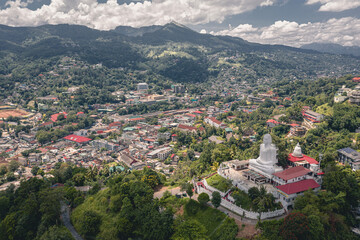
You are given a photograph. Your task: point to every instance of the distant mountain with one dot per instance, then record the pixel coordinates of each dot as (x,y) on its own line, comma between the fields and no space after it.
(172,51)
(333,48)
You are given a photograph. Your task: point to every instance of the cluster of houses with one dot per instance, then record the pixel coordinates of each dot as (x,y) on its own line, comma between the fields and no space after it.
(302,173)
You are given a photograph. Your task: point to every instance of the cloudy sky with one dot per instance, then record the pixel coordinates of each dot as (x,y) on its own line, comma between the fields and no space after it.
(288,22)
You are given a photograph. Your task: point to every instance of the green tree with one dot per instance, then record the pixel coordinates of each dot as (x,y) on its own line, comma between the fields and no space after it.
(13,166)
(190,230)
(203,198)
(56,233)
(188,188)
(216,199)
(34,170)
(89,224)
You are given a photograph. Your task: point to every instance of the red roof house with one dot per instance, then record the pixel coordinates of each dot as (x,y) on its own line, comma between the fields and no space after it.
(308,159)
(55,116)
(77,139)
(298,187)
(292,173)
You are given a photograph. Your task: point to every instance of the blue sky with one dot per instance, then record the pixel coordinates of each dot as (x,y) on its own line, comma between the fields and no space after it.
(288,22)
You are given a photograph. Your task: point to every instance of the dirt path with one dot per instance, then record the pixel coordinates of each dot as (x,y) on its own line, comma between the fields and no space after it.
(65,216)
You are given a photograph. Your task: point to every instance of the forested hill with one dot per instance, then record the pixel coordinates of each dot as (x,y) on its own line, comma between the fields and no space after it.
(333,48)
(172,51)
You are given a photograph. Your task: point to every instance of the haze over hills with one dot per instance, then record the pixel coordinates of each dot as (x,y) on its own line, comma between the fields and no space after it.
(172,51)
(333,48)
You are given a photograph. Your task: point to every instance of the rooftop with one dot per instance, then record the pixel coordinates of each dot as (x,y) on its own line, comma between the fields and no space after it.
(291,173)
(298,187)
(310,160)
(76,138)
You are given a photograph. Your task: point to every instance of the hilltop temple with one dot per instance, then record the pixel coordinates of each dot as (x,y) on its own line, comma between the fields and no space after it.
(266,163)
(285,184)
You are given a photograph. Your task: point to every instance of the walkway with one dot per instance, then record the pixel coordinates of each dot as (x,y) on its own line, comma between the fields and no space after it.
(65,216)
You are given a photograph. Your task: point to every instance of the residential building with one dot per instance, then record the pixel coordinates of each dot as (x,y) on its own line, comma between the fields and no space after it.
(312,116)
(142,87)
(272,123)
(214,122)
(350,157)
(178,88)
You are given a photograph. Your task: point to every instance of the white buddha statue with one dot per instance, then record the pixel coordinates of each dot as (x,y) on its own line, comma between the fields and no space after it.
(297,151)
(266,162)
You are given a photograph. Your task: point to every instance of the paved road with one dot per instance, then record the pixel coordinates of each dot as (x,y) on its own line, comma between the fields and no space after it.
(65,216)
(159,193)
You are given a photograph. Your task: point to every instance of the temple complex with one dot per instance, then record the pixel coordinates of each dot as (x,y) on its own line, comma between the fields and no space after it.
(302,174)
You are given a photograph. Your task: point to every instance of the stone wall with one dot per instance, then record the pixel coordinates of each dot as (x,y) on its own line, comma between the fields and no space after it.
(227,203)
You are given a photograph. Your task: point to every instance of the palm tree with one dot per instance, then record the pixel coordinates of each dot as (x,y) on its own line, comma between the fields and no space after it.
(215,166)
(264,200)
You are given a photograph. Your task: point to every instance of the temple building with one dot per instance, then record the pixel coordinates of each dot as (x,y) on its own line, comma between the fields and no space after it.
(296,158)
(266,163)
(285,184)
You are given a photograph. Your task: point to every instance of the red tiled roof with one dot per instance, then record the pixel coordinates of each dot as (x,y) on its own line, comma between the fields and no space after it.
(136,119)
(310,160)
(56,115)
(291,173)
(272,121)
(298,187)
(186,127)
(76,138)
(149,140)
(46,124)
(113,124)
(215,120)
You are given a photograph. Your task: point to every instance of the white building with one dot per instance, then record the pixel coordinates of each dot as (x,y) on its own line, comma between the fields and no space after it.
(142,87)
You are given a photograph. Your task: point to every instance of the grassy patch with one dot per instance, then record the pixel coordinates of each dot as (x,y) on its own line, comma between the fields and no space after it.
(98,203)
(219,183)
(325,109)
(242,200)
(211,218)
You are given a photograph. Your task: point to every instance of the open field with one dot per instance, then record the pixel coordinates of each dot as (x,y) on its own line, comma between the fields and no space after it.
(13,112)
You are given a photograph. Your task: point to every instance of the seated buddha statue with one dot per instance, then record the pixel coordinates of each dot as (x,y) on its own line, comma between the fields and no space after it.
(266,162)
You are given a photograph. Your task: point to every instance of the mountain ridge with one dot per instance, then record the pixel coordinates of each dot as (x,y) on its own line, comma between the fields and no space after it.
(172,51)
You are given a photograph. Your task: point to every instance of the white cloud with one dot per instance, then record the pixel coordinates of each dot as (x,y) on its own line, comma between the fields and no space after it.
(344,31)
(108,15)
(335,5)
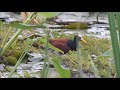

________________________

** Task objective **
Where the data includes pictures, leave them out and write out everything else exactly.

** Completed task **
You are given a photograph. Your task: point to every instance of the distant mountain with one dot per instance, then record the pixel coordinates of each dot as (x,y) on its own line, comma between the fields and no space after it.
(172,51)
(333,48)
You are given a photograph. Your task: point to every instance of the cluster of houses with one dot per instance, then record the pixel coordinates of each dot as (x,y) on its own line, comma between the fields and no space after it.
(302,173)
You are given a photograph. Your task: point to every instance of the cloudy sky with one dot per instance, then record the pixel coordinates of each dot as (x,y) on its own line, comma between the fields and no space after it.
(288,22)
You are given a photograph. Your task: point to every instance of the green tree with one dot per instance, then record the pixel coordinates of each dot as (x,y) on its own line, comma between the fields and no space after it.
(13,166)
(190,230)
(203,198)
(56,233)
(188,188)
(216,199)
(34,170)
(89,224)
You are given a photograph. Your task: point to every instance of the red roof house with one dot per instance, then record the pixel coordinates of each dot as (x,y) on its own line, comma between the fields and no space after it.
(308,159)
(55,116)
(77,139)
(298,187)
(292,173)
You are given a photograph. Your task: point to every instance of the blue sky with one dot per instance, then record the pixel coordinates of each dot as (x,y) on its own line, comma between the fields and no space after it.
(288,22)
You are given a photograph. Your task: point to every instance of the dirt path with one dot per instance, then record the pixel coordinates of each dot as (x,y) on its own line, comma between the fields and no space after it.
(65,216)
You are given a photograph. Your task: point to every instance of the forested hill with one dot per instance, then record the pixel coordinates of each dot as (x,y) on its own line, comma between the fields and no space after it.
(333,48)
(172,51)
You are given a photograph. Your task: point to every instance of the haze over hills with one dot per instance, then record the pixel coordinates of each dot as (x,y) on its own line, comma between the fields and no space after it.
(172,51)
(333,48)
You are given a photograph. Your task: point to every instance of the rooftop with one dot per instance, then record the pixel coordinates of each dot as (x,y) on its own line, comma between the fields and no space after it.
(291,173)
(298,187)
(310,160)
(76,138)
You are given a photograph. Your task: point to every instance of the hilltop temple with one dot per instance, then record the pixel coordinates of each dot as (x,y) on its own line, comma between the fields and no space after it.
(266,163)
(285,184)
You are given a photograph. Your task: point to every instance of the walkway with one dot per instance, then record the pixel coordinates of each dot as (x,y) on its own line, comma between the fields and no space after it.
(65,216)
You are given a photograph. Your task: point to every instance of the residential building with one dot per instance, then record the pixel coordinates of each dot as (x,y) on its own line, comma between the fields and no space after it.
(312,116)
(142,87)
(272,123)
(214,122)
(350,157)
(178,88)
You are given a photograph. Your task: point to every instance of the white buddha statue with one dot per instance, then record the pixel coordinates of each dot as (x,y) on its own line, comma between the fields and no space after it.
(297,151)
(266,162)
You are given a photograph. Your task: point to every instance of the paved road with one dot per instance, then record the pixel coordinates of each dot as (x,y) on its own line, comma between the fields and no space after it.
(65,216)
(159,193)
You are given a photograph. Your task: point to every instance of the temple complex with one dot per instance, then record the pixel coordinates of each dot as (x,y) on its own line, comma between the fields and no space after it.
(302,174)
You are given a photograph. Your task: point to every instance of the stone wall with one dot per instance, then record the pixel coordinates of each dot as (x,y) on its own line, comma between the fields and no space after it.
(227,203)
You are given a photograph. Your task: point to every instance of the palm tree with one dot per instance, then record the pixel coordinates of each dot as (x,y) on its own line, comma between the fields and no space after it.
(215,166)
(264,200)
You are given a photograph. Your task: point to every instance of the temple building with one dot per instance, then record the pixel coordinates of each dot as (x,y) on its own line, comma between the fields and no space after it.
(296,158)
(266,163)
(285,184)
You are given a photograph. Your task: point to every instance of the red tiled roof with one dot per instance, then record the pixel coordinates of each dot as (x,y) on its own line, comma between the fields and no space after it.
(136,119)
(310,160)
(56,115)
(291,173)
(272,121)
(298,187)
(186,127)
(76,138)
(149,140)
(46,124)
(113,124)
(215,120)
You are given a photograph. Your task: point to every instance of the white building with one dot per instance, then record the pixel coordinates of each dot as (x,y) on its own line, comma between the fields and no space after it.
(142,87)
You are given a photograph. Your task: point to every instance of the grassy patch with one dot per instance, then record the pixel coordinates of each dot as (x,y) on its own line, comma between the fields and no space after it.
(98,203)
(219,183)
(325,109)
(242,200)
(211,218)
You are given a photograph. Your task: point to every instance of the open field with one dot per instance, then record the pixel coordinates of each dot as (x,y) on its own line, comma between the fields and no space after it.
(13,112)
You are given a photograph. Your task: point to every instance of the seated buddha statue with one dot per instance, then record the pixel coordinates of each dot as (x,y) on its own line, comma between the fields and no space after it.
(266,162)
You are given a photograph. Your task: point to every instance of the mountain ridge with one dot per instance, then record the pixel coordinates of each dot as (x,y) on its own line, comma between the fields and no space after it.
(172,51)
You are given a photograph. Your task: point to every instance of the white cloud with one dot per instance, then record the pixel coordinates of each dot as (x,y) on its own line, comma between the fields and no space after it.
(344,31)
(108,15)
(335,5)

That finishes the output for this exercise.